** Start Reading passage **

Judy and I are up in N’Zed ( Kiwis believe that south should be on the top of the globe) for our annual winter get away. While I’m here I’m managing to take in a couple of events of the Southern Festival of Speed which has been held here for the last few years.
The first of these events that I managed to get to last weekend was the one at Teretonga in the very south of the country “up” near Invercargill. Teretonga, although flat, is a fantastic track has lots of run off areas and some very challenging turns. It was first built in the late 50s and has been the scene of some great racing. It is here that I first saw Jim Clark race and I remember standing on the inside of the corner before the main straight with my Dad who pointed out to me how incredibly consistent this flying Scotsman was when lap after lap his inside front wheel passed within 2 -3 inches of a white mark on the track surface. His passing was a great loss to the racing world.
The event at Teretonga was part of the club’s 50th anniversary celebrations and one of the special attractions of the event was the gathering of many of the cars built by a local genius by the name of George Begg. Between 1964 and 1974 George, who also wrote the book upon which “The World’s Fastest Indian” was based, built 18 race cars in his Drummond “toy shop” and all but 2 of these were on display this weekend. The first car was a 650c.c. single seater powered by a BSA motorcycle engine
and he worked up to building some fearsome Formula 5000 cars of the early 70s.

** End Reading passage **
** Start The input **

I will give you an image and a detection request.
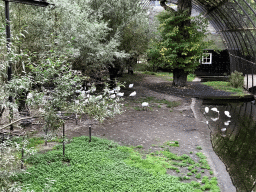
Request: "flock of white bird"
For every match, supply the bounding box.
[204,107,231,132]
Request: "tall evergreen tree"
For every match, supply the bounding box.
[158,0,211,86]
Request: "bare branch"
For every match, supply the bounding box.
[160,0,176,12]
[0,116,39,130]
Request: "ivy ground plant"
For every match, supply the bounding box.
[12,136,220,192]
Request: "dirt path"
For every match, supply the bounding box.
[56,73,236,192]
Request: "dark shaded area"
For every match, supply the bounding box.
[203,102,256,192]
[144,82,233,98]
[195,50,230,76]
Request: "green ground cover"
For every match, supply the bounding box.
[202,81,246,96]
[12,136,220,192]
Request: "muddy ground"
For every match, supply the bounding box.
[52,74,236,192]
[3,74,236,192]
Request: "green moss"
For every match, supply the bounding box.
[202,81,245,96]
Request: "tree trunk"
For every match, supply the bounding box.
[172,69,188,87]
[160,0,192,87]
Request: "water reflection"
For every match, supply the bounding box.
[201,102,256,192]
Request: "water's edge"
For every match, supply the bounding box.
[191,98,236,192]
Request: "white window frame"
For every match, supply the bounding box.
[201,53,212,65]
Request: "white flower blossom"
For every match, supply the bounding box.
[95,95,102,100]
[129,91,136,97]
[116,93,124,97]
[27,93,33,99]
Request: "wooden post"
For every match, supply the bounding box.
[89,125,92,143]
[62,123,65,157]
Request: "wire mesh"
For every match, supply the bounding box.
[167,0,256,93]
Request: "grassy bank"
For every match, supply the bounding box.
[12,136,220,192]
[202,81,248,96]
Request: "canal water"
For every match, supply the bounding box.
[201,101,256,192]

** End The input **

Tasks to perform
A: Can you extract the part of the motor racing text that opens with the words containing "Judy and I are" and closes with "last few years."?
B: Could you gather every line of the rows that holds the string "white", with case counting?
The rows have nothing to do with the text about motor racing in New Zealand.

Responses per task
A:
Judy and I are up in N’Zed ( Kiwis believe that south should be on the top of the globe) for our annual winter get away. While I’m here I’m managing to take in a couple of events of the Southern Festival of Speed which has been held here for the last few years.

B:
Request: "flock of white bird"
Request: "white window frame"
Request: "white flower blossom"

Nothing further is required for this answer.